EXCERTO DA PÁGINA:
=======

23.9.07

Nota de Descontentamento


Caro Sr. Diogo Infante.
Venho por este meio expressar o meu profundo pesar e descontentamento pelo aparente sucesso da peça de V. Exa. no Teatro Maria Matos.
Hoje, Domingo, dia 23 (Vinte e Três) de Setembro de 2007 (Dois Mil e Sete) fiz-me acompanhar de dois amigos para ver a peça de V. Exa. que teria exibição ás 17h00 (Dezassete) no dito teatro que V. Exa tão Artisticamente Dirige.
Qual não foi o meu espanto quando, no meu comportamento tipicamente português, sem bilhete ou marcação prévia, me dirigi à bilheteira 20 (Vinte) minutos antes do inicio do espectáculo, e me deparei com uma multidão de gente e um fofo sinal escrito certamente também em Arial, dizendo:

Lotação Esgotada

Entre o desespero consumista de ter dinheiro extra nos bolsos e a aterradora visão de nos vermos sem nada para fazer durante o resto da tarde, decidimos então sair do meio da multidão e rumarmos em direcção à luz ambiente de um agradável Sol de Outono para podermos assim ponderar as nossas opções.

Como melgas tontas, encadeadas pelas luzes cegas do cinema e armados pela tola convicção de que ver cinema ainda vale a pena, decidimos caminhar uma dúzia de passos até à concorrência desleal do Cinema King Triplex.
Lá chegados, deparamos-nos com os 3 (três) cartazes dos 3 (três) diferentes filmes em exibição.
Não estando in the mood para mais influências anglo-saxónicas do que aquelas que encontramos tão comummente no nosso dia-a-dia, excluímos pela base da discriminação no nome, um tal filme chamado "Mysterious Skin".
Entre os que sobraram restava "O Capacete Dourado" e "O Sabor da Melancia".
Depois da profunda cicatriz emocional no teatro de V. Exa. decidimos considerar Jorge Cramez como "persona non grata" no nosso circulo de influências por este dia. Para nós, o sucesso da peça de V. Exa. era claro sinal que a Arte Portuguesa estava de óptima saúde e não necessitava assim do nosso contributo monetário.

Lançando um último olhar ao cartaz do feliz contemplado para os nossos 13 (treze) euros reparámos numa rapariga de pernas bem abertas com metade de uma melancia estratégica e pudicamente - pensávamos nós - lá colocada.
A nossa mente racional logo nos disse que tal não cheirava bem - tal referindo-se à ideia de ir ver o filme e não à melancia ou ao objecto não identificado escondido por detrás desta.

=======

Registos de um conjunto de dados
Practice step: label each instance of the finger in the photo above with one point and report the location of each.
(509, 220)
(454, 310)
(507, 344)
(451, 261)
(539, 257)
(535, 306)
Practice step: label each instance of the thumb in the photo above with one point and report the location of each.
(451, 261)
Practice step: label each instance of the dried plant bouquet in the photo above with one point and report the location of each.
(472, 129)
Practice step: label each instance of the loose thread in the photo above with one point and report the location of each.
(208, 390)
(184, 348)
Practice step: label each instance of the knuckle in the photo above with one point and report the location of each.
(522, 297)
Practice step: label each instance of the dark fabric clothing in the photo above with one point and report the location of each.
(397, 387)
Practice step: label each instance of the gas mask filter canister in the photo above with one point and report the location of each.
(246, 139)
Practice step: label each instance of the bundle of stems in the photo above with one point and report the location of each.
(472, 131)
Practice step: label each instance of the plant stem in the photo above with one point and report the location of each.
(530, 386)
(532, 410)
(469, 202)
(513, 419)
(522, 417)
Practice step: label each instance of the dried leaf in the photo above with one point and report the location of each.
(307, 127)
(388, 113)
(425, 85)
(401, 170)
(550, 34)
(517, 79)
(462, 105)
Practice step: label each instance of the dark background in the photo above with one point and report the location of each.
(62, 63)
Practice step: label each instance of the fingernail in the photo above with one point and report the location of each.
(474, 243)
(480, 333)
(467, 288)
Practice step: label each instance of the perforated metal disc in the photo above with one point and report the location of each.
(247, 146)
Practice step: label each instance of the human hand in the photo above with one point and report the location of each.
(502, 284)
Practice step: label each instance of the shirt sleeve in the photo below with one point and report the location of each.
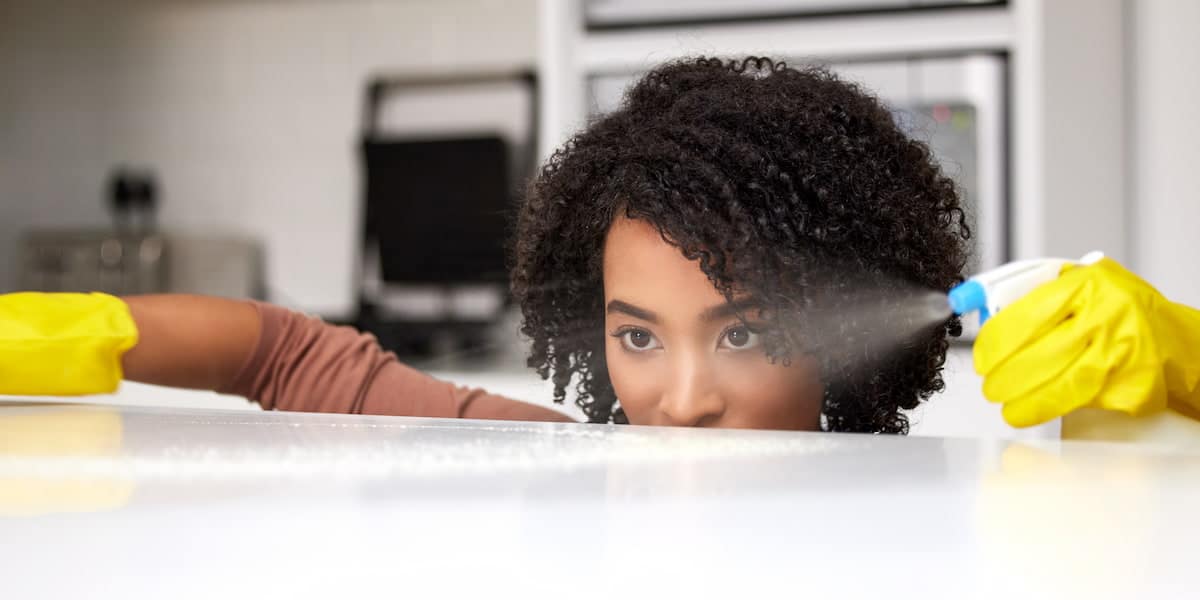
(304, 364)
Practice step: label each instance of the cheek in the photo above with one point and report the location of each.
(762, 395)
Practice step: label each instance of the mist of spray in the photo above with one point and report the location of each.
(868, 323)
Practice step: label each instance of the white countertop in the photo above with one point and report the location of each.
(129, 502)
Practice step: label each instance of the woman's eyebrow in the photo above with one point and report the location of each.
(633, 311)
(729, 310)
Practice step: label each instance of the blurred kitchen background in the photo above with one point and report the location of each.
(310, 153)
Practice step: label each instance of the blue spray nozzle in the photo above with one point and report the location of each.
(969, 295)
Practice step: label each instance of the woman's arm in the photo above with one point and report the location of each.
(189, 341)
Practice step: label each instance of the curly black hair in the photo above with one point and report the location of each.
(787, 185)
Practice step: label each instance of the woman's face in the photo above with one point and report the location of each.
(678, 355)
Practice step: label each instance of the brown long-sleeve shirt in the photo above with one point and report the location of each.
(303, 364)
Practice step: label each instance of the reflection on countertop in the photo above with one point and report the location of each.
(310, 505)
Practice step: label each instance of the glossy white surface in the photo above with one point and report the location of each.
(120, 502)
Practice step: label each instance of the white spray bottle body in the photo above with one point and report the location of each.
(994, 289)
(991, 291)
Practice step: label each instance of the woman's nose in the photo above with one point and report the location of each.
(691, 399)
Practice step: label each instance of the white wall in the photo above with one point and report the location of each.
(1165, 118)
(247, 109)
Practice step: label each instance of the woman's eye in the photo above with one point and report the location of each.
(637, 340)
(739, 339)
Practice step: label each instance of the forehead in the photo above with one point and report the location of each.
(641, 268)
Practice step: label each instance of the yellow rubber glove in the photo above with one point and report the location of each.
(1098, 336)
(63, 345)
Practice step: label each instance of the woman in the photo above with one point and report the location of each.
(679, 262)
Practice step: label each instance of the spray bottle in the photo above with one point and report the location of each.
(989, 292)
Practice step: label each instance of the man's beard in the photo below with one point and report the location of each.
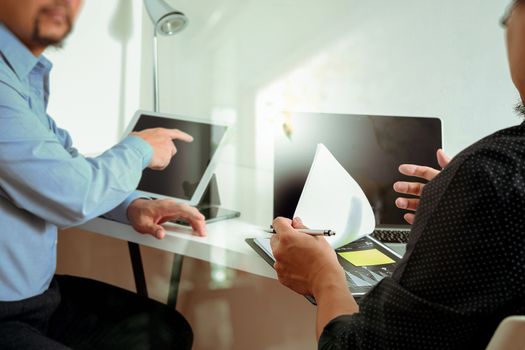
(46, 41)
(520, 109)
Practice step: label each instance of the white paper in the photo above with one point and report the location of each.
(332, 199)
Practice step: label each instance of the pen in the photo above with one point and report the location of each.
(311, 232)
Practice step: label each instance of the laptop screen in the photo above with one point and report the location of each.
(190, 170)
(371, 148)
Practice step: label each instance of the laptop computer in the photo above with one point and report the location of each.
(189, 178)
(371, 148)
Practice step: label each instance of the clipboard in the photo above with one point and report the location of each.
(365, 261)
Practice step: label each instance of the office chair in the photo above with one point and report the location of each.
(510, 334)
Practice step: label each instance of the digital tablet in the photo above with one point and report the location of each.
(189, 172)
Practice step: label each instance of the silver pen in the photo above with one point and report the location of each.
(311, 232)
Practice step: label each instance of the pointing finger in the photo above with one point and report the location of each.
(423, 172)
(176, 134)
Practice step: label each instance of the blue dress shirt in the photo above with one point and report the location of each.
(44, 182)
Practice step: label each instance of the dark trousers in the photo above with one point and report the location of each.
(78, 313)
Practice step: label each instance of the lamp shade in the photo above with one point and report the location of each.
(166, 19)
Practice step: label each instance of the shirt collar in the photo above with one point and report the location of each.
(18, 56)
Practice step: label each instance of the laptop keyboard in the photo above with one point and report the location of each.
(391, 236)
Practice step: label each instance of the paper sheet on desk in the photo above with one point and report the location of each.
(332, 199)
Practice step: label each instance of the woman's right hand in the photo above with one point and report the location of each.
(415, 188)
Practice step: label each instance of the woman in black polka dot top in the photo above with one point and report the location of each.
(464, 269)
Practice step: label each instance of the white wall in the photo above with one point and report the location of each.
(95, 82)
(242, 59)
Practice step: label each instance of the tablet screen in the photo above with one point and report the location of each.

=======

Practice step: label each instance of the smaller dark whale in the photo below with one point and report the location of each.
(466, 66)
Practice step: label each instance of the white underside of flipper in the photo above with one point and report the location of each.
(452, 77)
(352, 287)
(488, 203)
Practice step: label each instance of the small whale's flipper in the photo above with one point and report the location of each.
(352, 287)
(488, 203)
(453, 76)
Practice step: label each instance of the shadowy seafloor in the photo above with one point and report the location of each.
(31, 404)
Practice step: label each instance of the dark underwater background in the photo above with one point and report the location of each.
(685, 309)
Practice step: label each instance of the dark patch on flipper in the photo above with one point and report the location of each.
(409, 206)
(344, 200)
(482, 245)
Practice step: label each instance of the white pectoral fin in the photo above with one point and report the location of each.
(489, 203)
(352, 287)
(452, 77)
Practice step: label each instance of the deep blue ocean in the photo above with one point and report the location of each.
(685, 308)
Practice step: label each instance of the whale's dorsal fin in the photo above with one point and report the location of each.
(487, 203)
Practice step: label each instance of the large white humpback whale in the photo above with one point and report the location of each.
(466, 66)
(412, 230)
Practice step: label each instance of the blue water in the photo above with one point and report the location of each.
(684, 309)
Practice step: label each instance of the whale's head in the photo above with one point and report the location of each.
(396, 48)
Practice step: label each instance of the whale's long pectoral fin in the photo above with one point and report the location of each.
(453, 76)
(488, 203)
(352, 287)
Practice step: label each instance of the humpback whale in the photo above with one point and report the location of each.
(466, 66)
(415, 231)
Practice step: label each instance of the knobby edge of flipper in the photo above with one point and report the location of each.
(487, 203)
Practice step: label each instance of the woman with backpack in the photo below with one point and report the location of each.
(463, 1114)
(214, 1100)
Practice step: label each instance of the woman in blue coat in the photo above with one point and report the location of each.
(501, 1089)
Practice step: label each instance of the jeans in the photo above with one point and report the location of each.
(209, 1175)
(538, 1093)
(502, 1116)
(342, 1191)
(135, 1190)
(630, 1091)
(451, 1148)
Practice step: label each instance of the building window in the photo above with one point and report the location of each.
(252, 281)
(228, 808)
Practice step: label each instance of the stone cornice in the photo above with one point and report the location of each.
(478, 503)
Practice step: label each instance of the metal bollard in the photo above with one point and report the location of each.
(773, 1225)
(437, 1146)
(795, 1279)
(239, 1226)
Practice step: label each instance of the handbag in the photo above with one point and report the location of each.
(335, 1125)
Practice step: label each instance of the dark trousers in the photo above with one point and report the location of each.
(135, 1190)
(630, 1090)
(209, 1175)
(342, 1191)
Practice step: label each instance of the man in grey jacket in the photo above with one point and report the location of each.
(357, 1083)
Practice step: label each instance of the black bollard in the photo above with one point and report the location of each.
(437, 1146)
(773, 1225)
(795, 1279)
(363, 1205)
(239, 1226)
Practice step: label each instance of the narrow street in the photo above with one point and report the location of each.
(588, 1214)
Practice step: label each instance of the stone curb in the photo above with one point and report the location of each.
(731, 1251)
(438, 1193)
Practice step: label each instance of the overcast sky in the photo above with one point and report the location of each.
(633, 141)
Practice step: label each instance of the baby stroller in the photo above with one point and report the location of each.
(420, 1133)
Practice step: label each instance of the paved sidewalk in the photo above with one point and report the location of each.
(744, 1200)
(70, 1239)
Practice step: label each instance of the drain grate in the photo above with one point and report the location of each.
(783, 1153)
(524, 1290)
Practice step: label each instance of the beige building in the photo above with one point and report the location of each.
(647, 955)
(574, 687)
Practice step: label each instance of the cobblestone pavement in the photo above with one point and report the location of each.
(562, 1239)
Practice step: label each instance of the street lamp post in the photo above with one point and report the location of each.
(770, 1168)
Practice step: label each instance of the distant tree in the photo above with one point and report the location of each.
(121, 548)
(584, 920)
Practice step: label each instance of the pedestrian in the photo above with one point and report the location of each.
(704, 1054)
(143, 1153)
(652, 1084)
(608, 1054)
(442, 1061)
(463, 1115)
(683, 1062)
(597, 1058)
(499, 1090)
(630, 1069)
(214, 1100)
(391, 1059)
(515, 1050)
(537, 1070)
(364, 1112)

=======

TRABALHO A FAZER:
A: Na nota de descontentamento, quantos amigos acompanharam quem a escreve ao teatro?
B: Reescreva de forma mais breve, mantendo os factos principais, o parágrafo da nota de descontentamento que começa por "Entre o desespero consumista".
C: Transcreva o trecho da nota de descontentamento entre "Venho por este" e "tão Artisticamente Dirige.", inclusive.

RESPOSTAS DO EXERCÍCIO:
A: Dois amigos.

B: Divididos entre o dinheiro extra nos bolsos e o receio de passar o resto da tarde sem nada para fazer, decidimos sair da multidão e ir para o sol de outono ponderar as nossas opções.

C:
Venho por este meio expressar o meu profundo pesar e descontentamento pelo aparente sucesso da peça de V. Exa. no Teatro Maria Matos.
Hoje, Domingo, dia 23 (Vinte e Três) de Setembro de 2007 (Dois Mil e Sete) fiz-me acompanhar de dois amigos para ver a peça de V. Exa. que teria exibição ás 17h00 (Dezassete) no dito teatro que V. Exa tão Artisticamente Dirige.